[The records start]

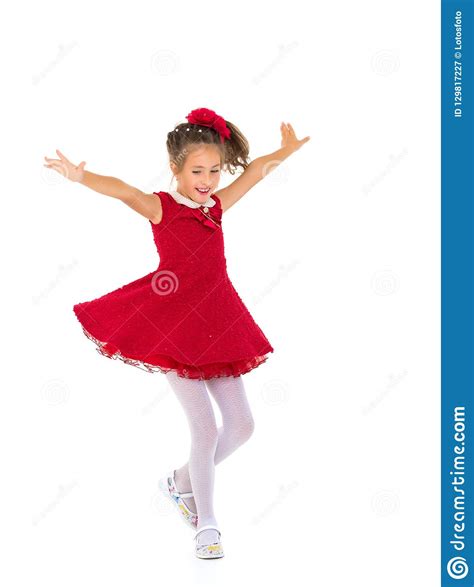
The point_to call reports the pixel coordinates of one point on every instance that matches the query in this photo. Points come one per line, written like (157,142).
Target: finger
(63,158)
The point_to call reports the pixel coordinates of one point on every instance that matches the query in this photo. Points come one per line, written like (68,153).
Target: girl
(186,319)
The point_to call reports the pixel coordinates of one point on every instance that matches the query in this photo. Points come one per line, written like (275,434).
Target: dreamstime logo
(457,567)
(164,282)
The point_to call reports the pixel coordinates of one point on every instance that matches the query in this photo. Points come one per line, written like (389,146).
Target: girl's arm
(147,205)
(260,168)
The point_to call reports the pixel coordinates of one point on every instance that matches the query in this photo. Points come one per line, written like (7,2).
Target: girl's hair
(234,152)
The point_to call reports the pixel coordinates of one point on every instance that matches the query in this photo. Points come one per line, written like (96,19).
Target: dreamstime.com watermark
(457,566)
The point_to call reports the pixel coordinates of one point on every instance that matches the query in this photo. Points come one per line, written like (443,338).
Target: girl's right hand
(65,167)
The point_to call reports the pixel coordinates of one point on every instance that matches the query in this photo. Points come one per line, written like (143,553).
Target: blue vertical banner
(457,294)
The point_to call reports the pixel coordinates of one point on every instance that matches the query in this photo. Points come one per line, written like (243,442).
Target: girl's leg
(195,400)
(237,426)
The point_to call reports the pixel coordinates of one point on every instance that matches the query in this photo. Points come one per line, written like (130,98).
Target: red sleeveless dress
(186,315)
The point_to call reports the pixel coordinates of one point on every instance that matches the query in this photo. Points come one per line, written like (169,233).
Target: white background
(336,255)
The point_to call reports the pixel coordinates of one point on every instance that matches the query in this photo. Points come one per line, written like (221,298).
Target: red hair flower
(206,117)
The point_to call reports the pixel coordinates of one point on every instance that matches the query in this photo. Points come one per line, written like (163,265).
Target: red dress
(186,315)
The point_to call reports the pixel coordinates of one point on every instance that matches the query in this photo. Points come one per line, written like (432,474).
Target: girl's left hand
(288,137)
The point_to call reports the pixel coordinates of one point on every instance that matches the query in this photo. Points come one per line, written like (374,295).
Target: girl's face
(202,169)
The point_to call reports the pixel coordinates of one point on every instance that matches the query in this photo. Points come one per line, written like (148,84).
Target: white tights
(209,444)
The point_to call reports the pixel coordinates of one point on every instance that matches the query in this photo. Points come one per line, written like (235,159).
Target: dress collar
(190,203)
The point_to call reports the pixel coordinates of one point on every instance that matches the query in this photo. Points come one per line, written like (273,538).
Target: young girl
(185,319)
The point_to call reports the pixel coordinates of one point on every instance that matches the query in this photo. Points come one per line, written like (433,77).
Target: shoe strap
(207,527)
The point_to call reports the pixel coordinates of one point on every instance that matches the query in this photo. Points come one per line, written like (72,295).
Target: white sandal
(213,550)
(168,487)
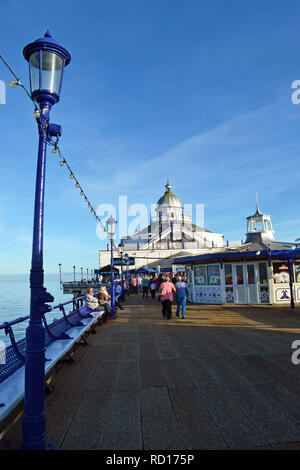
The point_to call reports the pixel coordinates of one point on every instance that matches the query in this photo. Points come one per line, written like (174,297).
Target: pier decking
(220,379)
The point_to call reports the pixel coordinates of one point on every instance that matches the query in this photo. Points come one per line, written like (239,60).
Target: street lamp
(59,267)
(47,60)
(127,278)
(111,225)
(121,247)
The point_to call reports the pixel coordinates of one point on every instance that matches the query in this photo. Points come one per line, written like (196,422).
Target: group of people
(161,287)
(173,290)
(166,289)
(103,300)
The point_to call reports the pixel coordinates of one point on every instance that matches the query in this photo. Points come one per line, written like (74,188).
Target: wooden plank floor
(222,378)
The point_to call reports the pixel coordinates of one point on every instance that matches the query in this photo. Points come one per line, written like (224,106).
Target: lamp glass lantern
(47,60)
(121,247)
(111,225)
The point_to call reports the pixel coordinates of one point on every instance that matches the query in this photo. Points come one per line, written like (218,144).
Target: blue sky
(196,90)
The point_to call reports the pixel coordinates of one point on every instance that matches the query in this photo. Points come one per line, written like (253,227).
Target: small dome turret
(169,199)
(259,227)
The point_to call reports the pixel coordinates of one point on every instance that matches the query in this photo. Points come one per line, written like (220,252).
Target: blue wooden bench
(60,337)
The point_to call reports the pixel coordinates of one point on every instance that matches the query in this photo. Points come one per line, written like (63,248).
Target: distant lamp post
(127,276)
(111,225)
(121,248)
(47,60)
(59,267)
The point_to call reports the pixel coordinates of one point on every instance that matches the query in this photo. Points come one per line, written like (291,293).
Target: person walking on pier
(145,284)
(167,289)
(182,294)
(152,288)
(135,285)
(94,303)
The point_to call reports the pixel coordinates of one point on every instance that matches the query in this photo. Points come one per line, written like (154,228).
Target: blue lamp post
(121,247)
(127,278)
(111,225)
(59,266)
(47,60)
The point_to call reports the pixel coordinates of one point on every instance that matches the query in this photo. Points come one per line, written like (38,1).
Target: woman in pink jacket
(167,289)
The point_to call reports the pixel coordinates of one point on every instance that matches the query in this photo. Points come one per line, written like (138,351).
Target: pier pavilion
(169,234)
(259,271)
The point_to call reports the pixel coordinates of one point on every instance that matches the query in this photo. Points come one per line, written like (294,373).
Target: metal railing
(15,352)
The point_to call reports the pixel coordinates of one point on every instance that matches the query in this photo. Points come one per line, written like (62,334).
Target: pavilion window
(280,273)
(239,274)
(213,274)
(263,274)
(200,275)
(228,274)
(297,271)
(251,274)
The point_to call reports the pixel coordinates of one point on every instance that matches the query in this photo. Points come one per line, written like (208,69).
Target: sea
(15,300)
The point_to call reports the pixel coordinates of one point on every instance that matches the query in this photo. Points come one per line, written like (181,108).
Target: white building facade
(170,233)
(259,271)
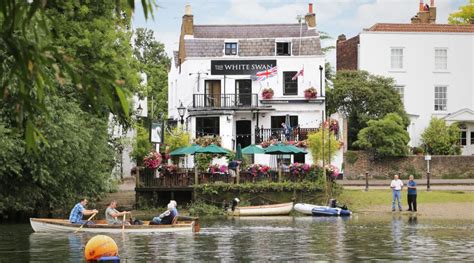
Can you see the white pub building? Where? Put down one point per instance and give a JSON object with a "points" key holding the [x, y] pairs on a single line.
{"points": [[221, 74], [432, 65]]}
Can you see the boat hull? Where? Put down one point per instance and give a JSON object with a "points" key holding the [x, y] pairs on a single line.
{"points": [[263, 210], [63, 225], [329, 211]]}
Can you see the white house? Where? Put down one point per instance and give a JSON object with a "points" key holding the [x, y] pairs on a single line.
{"points": [[214, 75], [432, 64]]}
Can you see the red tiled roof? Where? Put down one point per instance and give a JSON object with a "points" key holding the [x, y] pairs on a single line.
{"points": [[385, 27]]}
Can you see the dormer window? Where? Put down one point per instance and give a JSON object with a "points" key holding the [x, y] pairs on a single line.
{"points": [[231, 49], [283, 48]]}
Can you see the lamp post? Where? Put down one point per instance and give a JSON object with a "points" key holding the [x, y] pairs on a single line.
{"points": [[181, 111]]}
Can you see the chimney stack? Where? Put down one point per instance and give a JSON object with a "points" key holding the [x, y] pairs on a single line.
{"points": [[310, 17]]}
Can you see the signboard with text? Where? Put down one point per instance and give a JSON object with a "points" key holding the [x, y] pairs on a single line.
{"points": [[240, 67]]}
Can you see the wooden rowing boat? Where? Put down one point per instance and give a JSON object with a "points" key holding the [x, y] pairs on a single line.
{"points": [[263, 210], [101, 226]]}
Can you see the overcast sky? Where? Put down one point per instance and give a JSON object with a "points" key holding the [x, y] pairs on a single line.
{"points": [[335, 17]]}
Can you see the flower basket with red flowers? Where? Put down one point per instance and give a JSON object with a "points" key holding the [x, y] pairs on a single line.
{"points": [[152, 160], [310, 93], [267, 93]]}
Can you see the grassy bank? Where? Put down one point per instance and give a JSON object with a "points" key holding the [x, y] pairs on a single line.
{"points": [[359, 200]]}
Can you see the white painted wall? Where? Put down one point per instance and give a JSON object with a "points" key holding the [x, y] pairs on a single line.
{"points": [[419, 76]]}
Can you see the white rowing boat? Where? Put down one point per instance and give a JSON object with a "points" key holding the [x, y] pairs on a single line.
{"points": [[263, 210], [100, 226]]}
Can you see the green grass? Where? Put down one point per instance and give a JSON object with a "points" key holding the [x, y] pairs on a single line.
{"points": [[358, 200]]}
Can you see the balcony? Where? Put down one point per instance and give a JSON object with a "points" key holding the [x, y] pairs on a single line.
{"points": [[225, 101], [296, 134]]}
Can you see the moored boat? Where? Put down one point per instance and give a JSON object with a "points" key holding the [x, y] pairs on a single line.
{"points": [[263, 210], [100, 226], [330, 211]]}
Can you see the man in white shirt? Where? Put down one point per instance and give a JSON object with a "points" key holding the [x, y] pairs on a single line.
{"points": [[397, 186]]}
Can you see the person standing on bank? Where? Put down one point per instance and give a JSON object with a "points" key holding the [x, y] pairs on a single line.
{"points": [[397, 186], [411, 196]]}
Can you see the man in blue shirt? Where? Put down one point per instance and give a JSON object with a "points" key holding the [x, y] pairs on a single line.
{"points": [[411, 194], [78, 211]]}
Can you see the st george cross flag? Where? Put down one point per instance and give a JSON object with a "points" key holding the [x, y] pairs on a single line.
{"points": [[300, 73], [262, 75]]}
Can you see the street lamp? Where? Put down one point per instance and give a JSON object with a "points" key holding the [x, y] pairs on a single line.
{"points": [[181, 111]]}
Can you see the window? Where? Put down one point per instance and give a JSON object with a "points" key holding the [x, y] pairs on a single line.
{"points": [[231, 49], [441, 59], [290, 87], [207, 126], [283, 48], [463, 138], [440, 98], [401, 92], [397, 58]]}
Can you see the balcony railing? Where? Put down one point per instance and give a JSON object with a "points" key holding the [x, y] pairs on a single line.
{"points": [[296, 134], [225, 100]]}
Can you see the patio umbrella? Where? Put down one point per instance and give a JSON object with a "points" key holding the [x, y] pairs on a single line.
{"points": [[238, 153], [212, 149], [252, 149]]}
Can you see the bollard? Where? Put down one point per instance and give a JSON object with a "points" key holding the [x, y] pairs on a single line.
{"points": [[366, 181], [428, 181]]}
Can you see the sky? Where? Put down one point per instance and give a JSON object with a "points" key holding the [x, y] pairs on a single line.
{"points": [[334, 17]]}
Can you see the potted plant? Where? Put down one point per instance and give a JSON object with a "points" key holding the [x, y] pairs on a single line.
{"points": [[267, 93], [310, 93]]}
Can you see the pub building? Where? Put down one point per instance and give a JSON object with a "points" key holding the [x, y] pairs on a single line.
{"points": [[242, 82]]}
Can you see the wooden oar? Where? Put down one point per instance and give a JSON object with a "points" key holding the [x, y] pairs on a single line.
{"points": [[85, 222]]}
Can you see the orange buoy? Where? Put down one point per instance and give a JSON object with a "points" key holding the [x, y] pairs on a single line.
{"points": [[100, 246]]}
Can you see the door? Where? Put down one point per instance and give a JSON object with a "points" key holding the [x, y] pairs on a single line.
{"points": [[212, 93], [244, 91], [244, 133]]}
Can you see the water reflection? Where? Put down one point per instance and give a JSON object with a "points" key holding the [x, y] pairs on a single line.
{"points": [[390, 237]]}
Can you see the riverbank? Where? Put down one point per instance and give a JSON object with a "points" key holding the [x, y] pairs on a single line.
{"points": [[433, 204]]}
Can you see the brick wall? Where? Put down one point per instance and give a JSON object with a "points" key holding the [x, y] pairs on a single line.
{"points": [[356, 163], [346, 53]]}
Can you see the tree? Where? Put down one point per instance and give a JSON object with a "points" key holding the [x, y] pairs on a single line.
{"points": [[155, 64], [464, 16], [315, 145], [385, 137], [441, 139], [363, 97]]}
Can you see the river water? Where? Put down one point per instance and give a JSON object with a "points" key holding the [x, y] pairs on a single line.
{"points": [[361, 237]]}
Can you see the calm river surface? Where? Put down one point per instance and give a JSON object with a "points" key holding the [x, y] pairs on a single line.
{"points": [[390, 237]]}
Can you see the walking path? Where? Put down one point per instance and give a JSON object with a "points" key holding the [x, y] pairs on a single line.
{"points": [[435, 184]]}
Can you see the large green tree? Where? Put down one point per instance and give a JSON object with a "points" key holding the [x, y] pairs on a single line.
{"points": [[155, 64], [464, 16], [441, 139], [385, 137], [363, 97]]}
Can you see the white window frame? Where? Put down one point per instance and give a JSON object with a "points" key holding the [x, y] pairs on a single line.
{"points": [[438, 100], [392, 56], [437, 63], [290, 47], [401, 88]]}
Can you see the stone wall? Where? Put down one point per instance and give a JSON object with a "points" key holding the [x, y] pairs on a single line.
{"points": [[356, 163]]}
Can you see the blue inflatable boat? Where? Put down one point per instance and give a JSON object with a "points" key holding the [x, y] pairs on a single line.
{"points": [[330, 211]]}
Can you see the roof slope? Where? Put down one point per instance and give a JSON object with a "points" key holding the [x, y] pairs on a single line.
{"points": [[253, 31], [388, 27]]}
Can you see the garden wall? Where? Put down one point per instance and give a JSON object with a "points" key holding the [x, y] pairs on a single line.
{"points": [[356, 163]]}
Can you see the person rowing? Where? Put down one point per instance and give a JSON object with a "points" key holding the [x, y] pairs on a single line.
{"points": [[79, 210]]}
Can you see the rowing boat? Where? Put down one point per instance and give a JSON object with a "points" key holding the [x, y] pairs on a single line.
{"points": [[100, 226], [263, 210]]}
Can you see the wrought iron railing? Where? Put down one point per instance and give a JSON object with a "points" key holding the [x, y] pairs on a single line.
{"points": [[225, 100]]}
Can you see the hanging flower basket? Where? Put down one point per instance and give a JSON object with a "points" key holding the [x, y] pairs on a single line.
{"points": [[310, 93], [267, 93]]}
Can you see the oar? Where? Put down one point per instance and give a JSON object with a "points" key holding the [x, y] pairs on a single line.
{"points": [[85, 223]]}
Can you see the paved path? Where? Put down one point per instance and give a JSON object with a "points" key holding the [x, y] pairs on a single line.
{"points": [[435, 184]]}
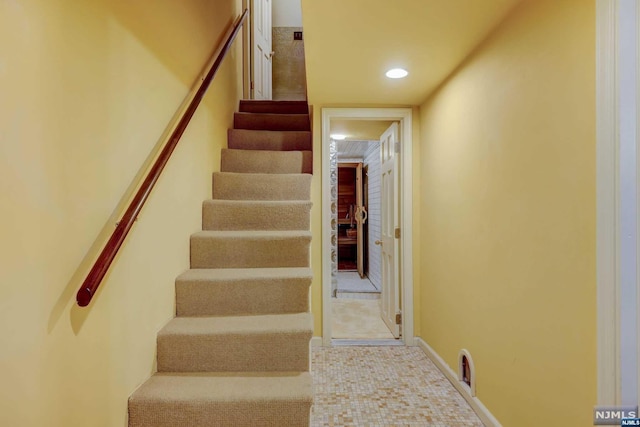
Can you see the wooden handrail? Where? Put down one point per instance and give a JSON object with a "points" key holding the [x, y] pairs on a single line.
{"points": [[106, 257]]}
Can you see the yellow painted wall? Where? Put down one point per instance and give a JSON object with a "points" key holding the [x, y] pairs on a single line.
{"points": [[508, 216], [86, 89]]}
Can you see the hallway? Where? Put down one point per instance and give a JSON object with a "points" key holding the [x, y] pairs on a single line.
{"points": [[383, 386]]}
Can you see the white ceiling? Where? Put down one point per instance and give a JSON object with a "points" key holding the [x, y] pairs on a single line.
{"points": [[350, 44], [356, 149]]}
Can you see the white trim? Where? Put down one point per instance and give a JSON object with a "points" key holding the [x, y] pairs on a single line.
{"points": [[637, 27], [607, 194], [404, 115], [478, 407], [471, 389]]}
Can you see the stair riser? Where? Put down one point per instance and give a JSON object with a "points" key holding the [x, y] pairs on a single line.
{"points": [[280, 107], [224, 252], [260, 161], [242, 298], [229, 186], [286, 122], [255, 216], [268, 413], [234, 352], [243, 139]]}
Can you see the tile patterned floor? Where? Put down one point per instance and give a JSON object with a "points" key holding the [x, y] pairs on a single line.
{"points": [[383, 386]]}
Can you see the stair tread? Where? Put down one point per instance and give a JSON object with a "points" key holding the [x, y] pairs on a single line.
{"points": [[230, 325], [275, 140], [223, 274], [261, 234], [266, 161], [271, 121], [259, 175], [266, 153], [258, 202], [226, 386]]}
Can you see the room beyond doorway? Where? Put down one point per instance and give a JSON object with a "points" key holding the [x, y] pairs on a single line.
{"points": [[405, 271]]}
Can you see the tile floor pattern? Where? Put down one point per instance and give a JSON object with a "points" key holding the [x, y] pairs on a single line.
{"points": [[383, 386]]}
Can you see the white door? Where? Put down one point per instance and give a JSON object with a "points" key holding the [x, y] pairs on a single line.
{"points": [[389, 207], [262, 53]]}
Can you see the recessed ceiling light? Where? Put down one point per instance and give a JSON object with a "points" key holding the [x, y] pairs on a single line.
{"points": [[397, 73]]}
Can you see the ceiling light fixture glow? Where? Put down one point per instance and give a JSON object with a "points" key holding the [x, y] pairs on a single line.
{"points": [[396, 73]]}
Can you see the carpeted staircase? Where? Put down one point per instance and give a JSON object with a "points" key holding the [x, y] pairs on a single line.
{"points": [[237, 352]]}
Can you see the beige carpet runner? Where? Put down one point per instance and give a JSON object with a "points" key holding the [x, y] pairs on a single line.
{"points": [[237, 352]]}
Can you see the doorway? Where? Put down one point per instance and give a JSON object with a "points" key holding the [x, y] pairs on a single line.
{"points": [[403, 244], [356, 297]]}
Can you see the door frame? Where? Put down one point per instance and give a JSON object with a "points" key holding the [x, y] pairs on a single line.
{"points": [[616, 272], [405, 117]]}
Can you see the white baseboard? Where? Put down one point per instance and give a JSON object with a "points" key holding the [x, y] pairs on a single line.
{"points": [[316, 341], [483, 413]]}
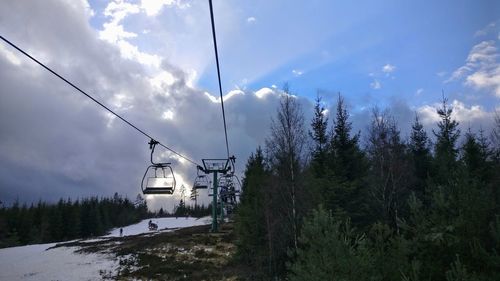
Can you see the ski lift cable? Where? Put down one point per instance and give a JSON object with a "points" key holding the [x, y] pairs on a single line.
{"points": [[95, 100], [218, 74]]}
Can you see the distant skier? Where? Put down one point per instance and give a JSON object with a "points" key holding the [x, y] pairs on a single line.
{"points": [[152, 226]]}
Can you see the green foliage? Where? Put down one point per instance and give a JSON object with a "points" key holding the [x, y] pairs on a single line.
{"points": [[253, 244], [329, 250], [66, 220], [446, 150], [418, 214]]}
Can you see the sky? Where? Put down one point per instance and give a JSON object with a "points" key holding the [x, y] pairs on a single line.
{"points": [[153, 62]]}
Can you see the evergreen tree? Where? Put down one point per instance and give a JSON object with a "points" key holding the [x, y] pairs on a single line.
{"points": [[319, 135], [445, 149], [329, 250], [419, 146], [345, 193], [251, 229], [475, 156]]}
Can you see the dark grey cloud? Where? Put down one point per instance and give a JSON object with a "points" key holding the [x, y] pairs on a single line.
{"points": [[56, 143]]}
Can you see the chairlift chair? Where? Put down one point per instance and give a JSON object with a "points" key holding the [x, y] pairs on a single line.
{"points": [[230, 186], [159, 178], [201, 181]]}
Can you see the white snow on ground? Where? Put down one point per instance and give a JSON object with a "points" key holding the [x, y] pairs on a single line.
{"points": [[35, 262], [163, 224]]}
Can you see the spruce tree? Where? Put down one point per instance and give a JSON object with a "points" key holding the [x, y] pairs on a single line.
{"points": [[319, 135], [445, 149], [419, 146], [251, 229], [346, 168]]}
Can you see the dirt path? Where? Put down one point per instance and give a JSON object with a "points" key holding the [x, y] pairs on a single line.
{"points": [[191, 253]]}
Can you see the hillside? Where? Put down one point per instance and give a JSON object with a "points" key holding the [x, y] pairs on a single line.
{"points": [[183, 249]]}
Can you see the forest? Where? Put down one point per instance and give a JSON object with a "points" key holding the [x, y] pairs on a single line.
{"points": [[44, 222], [321, 202], [89, 217]]}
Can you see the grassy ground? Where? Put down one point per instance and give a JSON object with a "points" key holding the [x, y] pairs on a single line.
{"points": [[191, 253]]}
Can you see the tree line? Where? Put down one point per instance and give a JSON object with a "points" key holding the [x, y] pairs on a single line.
{"points": [[66, 220], [371, 206]]}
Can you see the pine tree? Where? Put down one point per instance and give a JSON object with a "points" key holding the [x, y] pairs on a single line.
{"points": [[329, 251], [419, 146], [345, 193], [251, 228], [319, 135], [445, 149], [475, 154]]}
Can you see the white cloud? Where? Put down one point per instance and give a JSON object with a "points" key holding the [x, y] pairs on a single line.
{"points": [[491, 27], [482, 68], [297, 72], [262, 93], [153, 7], [9, 55], [168, 115], [461, 113], [441, 73], [388, 68], [375, 84]]}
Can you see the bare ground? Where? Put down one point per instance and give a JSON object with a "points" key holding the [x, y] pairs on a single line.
{"points": [[191, 253]]}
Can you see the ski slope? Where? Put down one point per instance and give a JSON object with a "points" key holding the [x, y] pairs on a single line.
{"points": [[38, 262]]}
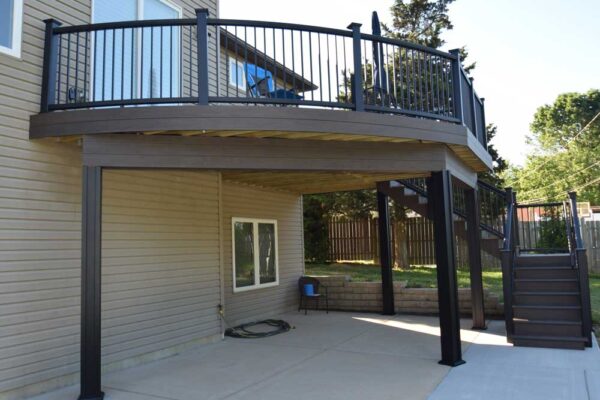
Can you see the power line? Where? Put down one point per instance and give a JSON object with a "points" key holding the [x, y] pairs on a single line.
{"points": [[597, 180], [566, 145], [561, 180]]}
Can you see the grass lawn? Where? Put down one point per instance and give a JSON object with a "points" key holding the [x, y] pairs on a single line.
{"points": [[426, 277]]}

[The records end]

Everything from the line containing "Can you see the tree line?" to the last line of the listing above must be reproduced exactly, with no pictures included.

Expected answer:
Can you see the tree line? Where? Put down one point per instance and give a JSON object with a "points" key holding the [x, y] pairs on a single line.
{"points": [[66, 220], [371, 206]]}
Can you see the pine tree? Where? Put down one point per instance and give a JSON object with a "points" key holding the [x, y] pairs on a single line.
{"points": [[329, 251], [419, 146], [345, 193], [251, 228], [319, 135], [445, 149], [475, 154]]}
Can you see the white cloud? Where? Put down one point per instance and give a JSON object with a "points" key holding the [x, y] pairs on a single line.
{"points": [[491, 27], [482, 68], [297, 72], [262, 93], [153, 7], [9, 55], [168, 115], [461, 113], [441, 73], [388, 68], [375, 84]]}
Can you see the bare ground? Where? Put down one point per instance and give a JSON object with a "points" key holding the [x, y] pairs on a single line.
{"points": [[191, 253]]}
Can you see the ski slope? Where? Put down one point per instance and give a JSON object with a "points" key holding the [x, y] pairs on a single line.
{"points": [[38, 262]]}
Can you see the power line? Where? Put down one point per instance and give a JSON object with a "points" key holding the [x, y] pairs on a single line.
{"points": [[597, 180], [566, 145], [561, 180]]}
Can you see the grass lawn? Where? Put down one point per instance and give a JSON object with a "points" key holding the [x, y] pairs on a single line.
{"points": [[426, 277]]}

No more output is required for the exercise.